- MATERIAL
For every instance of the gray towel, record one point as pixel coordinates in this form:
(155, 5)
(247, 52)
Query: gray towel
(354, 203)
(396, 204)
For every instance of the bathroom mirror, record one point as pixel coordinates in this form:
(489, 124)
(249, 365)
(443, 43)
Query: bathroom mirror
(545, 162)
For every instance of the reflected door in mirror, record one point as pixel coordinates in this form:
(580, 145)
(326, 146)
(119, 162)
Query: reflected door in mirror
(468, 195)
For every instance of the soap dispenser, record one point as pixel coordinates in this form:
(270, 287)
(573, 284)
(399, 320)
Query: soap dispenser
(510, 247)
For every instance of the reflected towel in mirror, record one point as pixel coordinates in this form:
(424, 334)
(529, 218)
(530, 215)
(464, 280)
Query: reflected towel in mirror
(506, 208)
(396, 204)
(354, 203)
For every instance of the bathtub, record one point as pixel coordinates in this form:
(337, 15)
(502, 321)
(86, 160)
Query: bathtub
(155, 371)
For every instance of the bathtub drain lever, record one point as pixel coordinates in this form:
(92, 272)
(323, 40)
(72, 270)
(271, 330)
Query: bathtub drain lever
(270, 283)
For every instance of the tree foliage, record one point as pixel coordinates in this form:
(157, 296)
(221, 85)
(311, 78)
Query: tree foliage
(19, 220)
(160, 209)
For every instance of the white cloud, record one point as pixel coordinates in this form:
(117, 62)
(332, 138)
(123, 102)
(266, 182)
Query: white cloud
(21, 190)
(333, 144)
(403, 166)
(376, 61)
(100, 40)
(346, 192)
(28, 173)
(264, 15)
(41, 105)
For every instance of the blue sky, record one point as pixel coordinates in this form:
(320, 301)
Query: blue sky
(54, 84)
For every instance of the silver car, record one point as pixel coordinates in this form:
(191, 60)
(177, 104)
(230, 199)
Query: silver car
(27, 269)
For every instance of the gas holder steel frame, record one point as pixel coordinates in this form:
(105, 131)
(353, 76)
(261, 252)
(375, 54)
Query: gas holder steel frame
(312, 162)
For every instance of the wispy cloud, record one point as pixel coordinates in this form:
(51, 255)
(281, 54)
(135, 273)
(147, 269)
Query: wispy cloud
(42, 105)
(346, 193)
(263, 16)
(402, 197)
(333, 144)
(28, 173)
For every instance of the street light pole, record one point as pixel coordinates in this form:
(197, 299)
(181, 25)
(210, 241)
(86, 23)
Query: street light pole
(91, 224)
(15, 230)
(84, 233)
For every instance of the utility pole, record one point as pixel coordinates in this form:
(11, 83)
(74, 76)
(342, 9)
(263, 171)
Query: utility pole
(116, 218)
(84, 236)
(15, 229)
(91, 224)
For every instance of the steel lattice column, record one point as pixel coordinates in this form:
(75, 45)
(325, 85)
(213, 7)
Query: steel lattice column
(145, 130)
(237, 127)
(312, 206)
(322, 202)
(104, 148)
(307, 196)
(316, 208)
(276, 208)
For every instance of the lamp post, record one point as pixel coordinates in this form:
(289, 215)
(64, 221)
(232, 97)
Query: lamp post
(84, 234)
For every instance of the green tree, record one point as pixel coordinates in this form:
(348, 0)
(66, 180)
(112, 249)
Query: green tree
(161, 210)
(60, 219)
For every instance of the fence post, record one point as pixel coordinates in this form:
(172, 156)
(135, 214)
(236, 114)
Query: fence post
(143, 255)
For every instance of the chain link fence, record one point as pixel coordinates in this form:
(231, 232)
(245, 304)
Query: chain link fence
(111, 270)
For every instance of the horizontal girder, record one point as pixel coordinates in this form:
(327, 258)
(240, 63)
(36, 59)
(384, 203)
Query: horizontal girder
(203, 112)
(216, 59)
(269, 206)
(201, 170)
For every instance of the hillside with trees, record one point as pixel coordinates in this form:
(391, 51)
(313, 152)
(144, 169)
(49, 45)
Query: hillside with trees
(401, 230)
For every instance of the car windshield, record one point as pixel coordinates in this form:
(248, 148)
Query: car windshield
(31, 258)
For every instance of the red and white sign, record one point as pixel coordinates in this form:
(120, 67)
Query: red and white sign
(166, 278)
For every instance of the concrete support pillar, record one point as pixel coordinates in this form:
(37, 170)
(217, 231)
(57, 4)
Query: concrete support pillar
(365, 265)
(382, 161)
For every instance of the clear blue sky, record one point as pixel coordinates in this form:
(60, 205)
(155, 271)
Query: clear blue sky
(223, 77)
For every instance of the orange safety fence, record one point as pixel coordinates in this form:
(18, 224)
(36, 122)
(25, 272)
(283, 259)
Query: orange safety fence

- EXERCISE AIM
Convert every line of the records above into a Markdown table with the columns n and Line, numbering the rows and leaving out blank lines.

- SOLUTION TO THE PROBLEM
| n | Line |
|---|---|
| 1 | For every instance of the gray towel, record one point as pixel coordinates in this form: |
| 2 | (155, 5) |
| 3 | (247, 52) |
| 4 | Query: gray towel |
| 5 | (354, 203) |
| 6 | (396, 204) |
| 7 | For every instance of the bathroom mirror, record one point as pixel coordinates in this form: |
| 8 | (489, 124) |
| 9 | (249, 365) |
| 10 | (443, 43) |
| 11 | Query: bathroom mirror |
| 12 | (545, 162) |
| 13 | For every instance of the reflected door in mirror, record one point as pixel coordinates in this form: |
| 14 | (580, 145) |
| 15 | (326, 146) |
| 16 | (119, 162) |
| 17 | Query: reflected door in mirror |
| 18 | (468, 195) |
| 19 | For every instance of the soap dispenser, record one point as pixel coordinates in this form: |
| 20 | (270, 287) |
| 21 | (573, 284) |
| 22 | (399, 320) |
| 23 | Query: soap dispenser |
| 24 | (510, 247) |
| 25 | For every instance of the reflected towel in mirror, record one point as pixel coordinates in this form: |
| 26 | (424, 334) |
| 27 | (529, 218) |
| 28 | (530, 215) |
| 29 | (464, 280) |
| 30 | Query: reflected towel in mirror |
| 31 | (506, 208) |
| 32 | (396, 204) |
| 33 | (354, 203) |
| 34 | For every instance of the bathtub, record one point as pixel coordinates in this form: |
| 35 | (337, 15) |
| 36 | (502, 321) |
| 37 | (86, 160) |
| 38 | Query: bathtub |
| 39 | (155, 371) |
| 40 | For every instance of the bathtub drain lever, record one point as pixel coordinates in this form: |
| 41 | (92, 272) |
| 42 | (323, 40) |
| 43 | (72, 270) |
| 44 | (271, 330) |
| 45 | Query: bathtub drain lever |
| 46 | (270, 283) |
| 47 | For every instance of the tree foliage, record one point as pixel coordinates in this form: |
| 48 | (157, 296) |
| 49 | (221, 85) |
| 50 | (311, 78) |
| 51 | Query: tree foliage |
| 52 | (19, 220) |
| 53 | (160, 209) |
| 54 | For every instance of the white cloud, record one point as pixel coordinates in this form: |
| 55 | (117, 62) |
| 56 | (332, 138) |
| 57 | (123, 102) |
| 58 | (266, 182) |
| 59 | Query: white cloud |
| 60 | (21, 190) |
| 61 | (333, 144) |
| 62 | (403, 166) |
| 63 | (376, 61) |
| 64 | (100, 40) |
| 65 | (346, 192) |
| 66 | (28, 173) |
| 67 | (264, 15) |
| 68 | (41, 105) |
| 69 | For every instance of the blue sky, record one point as pixel coordinates in this form: |
| 70 | (320, 301) |
| 71 | Query: blue sky |
| 72 | (54, 84) |
| 73 | For every instance of the silver car, record one point as pixel coordinates in this form: |
| 74 | (191, 60) |
| 75 | (177, 104) |
| 76 | (230, 199) |
| 77 | Query: silver car |
| 78 | (27, 269) |
| 79 | For every instance of the gas holder steel frame, record one point as pixel coordinates in this form: |
| 80 | (105, 131) |
| 81 | (353, 76) |
| 82 | (261, 252) |
| 83 | (375, 54) |
| 84 | Query: gas holder steel frame |
| 85 | (312, 162) |
| 86 | For every instance of the wispy cloud, record one point as pixel coordinates in this form: |
| 87 | (51, 255) |
| 88 | (281, 54) |
| 89 | (135, 273) |
| 90 | (147, 269) |
| 91 | Query: wispy cloud |
| 92 | (42, 105) |
| 93 | (346, 193) |
| 94 | (263, 16) |
| 95 | (402, 197) |
| 96 | (333, 144) |
| 97 | (28, 173) |
| 98 | For every instance of the street light pole, record one point as pixel coordinates in this form: |
| 99 | (197, 299) |
| 100 | (181, 25) |
| 101 | (210, 241) |
| 102 | (86, 23) |
| 103 | Query: street light pole |
| 104 | (91, 224) |
| 105 | (15, 230) |
| 106 | (84, 233) |
| 107 | For every instance of the utility pole, record one point as pixel coordinates in this form: |
| 108 | (11, 83) |
| 109 | (74, 76) |
| 110 | (342, 9) |
| 111 | (263, 171) |
| 112 | Query: utility pole |
| 113 | (116, 218) |
| 114 | (84, 236) |
| 115 | (15, 229) |
| 116 | (91, 224) |
| 117 | For every instance of the steel lattice column, record one point as pixel coordinates in this form: |
| 118 | (75, 45) |
| 119 | (325, 85) |
| 120 | (213, 7) |
| 121 | Query: steel lattice column |
| 122 | (145, 130) |
| 123 | (237, 127) |
| 124 | (312, 206) |
| 125 | (322, 202) |
| 126 | (104, 148) |
| 127 | (307, 196) |
| 128 | (316, 208) |
| 129 | (276, 208) |
| 130 | For every instance of the lamp post, record one point as pixel coordinates in this form: |
| 131 | (289, 215) |
| 132 | (64, 221) |
| 133 | (232, 97) |
| 134 | Query: lamp post |
| 135 | (84, 234) |
| 136 | For every instance of the green tree, record one point as pixel coordinates in this form: |
| 137 | (348, 0) |
| 138 | (66, 180) |
| 139 | (112, 249) |
| 140 | Query: green tree |
| 141 | (161, 210) |
| 142 | (60, 219) |
| 143 | For every instance of the fence post, record one point as pixel coordinates in this form: |
| 144 | (172, 156) |
| 145 | (135, 214) |
| 146 | (236, 114) |
| 147 | Query: fence post |
| 148 | (143, 255) |
| 149 | For every instance of the chain link fence, record one point as pixel coordinates in this form: |
| 150 | (231, 232) |
| 151 | (245, 304) |
| 152 | Query: chain link fence |
| 153 | (111, 270) |
| 154 | For every instance of the horizontal girder, record one point as pixel coordinates in this form: |
| 155 | (327, 258) |
| 156 | (240, 63) |
| 157 | (36, 59) |
| 158 | (384, 203) |
| 159 | Query: horizontal girder |
| 160 | (203, 112) |
| 161 | (216, 59) |
| 162 | (269, 206) |
| 163 | (201, 170) |
| 164 | For every instance of the hillside with trees, record one point as pixel coordinates in this form: |
| 165 | (391, 51) |
| 166 | (313, 152) |
| 167 | (144, 169) |
| 168 | (49, 45) |
| 169 | Query: hillside with trees |
| 170 | (401, 230) |
| 171 | For every instance of the car windshield, record one point as pixel coordinates in this form: |
| 172 | (248, 148) |
| 173 | Query: car windshield |
| 174 | (31, 258) |
| 175 | For every instance of the red and white sign, record one point as pixel coordinates in this form: |
| 176 | (120, 67) |
| 177 | Query: red and white sign |
| 178 | (166, 278) |
| 179 | For every instance of the concrete support pillar, record one point as pixel coordinates in this form: |
| 180 | (37, 170) |
| 181 | (217, 231) |
| 182 | (57, 4) |
| 183 | Query: concrete support pillar |
| 184 | (365, 265) |
| 185 | (382, 161) |
| 186 | For every instance of the clear blue sky, record one point as pixel coordinates in this form: |
| 187 | (60, 205) |
| 188 | (155, 271) |
| 189 | Query: clear blue sky |
| 190 | (223, 77) |
| 191 | For every instance of the orange safety fence, record one point as pixel coordinates in this form: |
| 192 | (18, 224) |
| 193 | (36, 122) |
| 194 | (25, 272) |
| 195 | (283, 259) |
| 196 | Query: orange safety fence |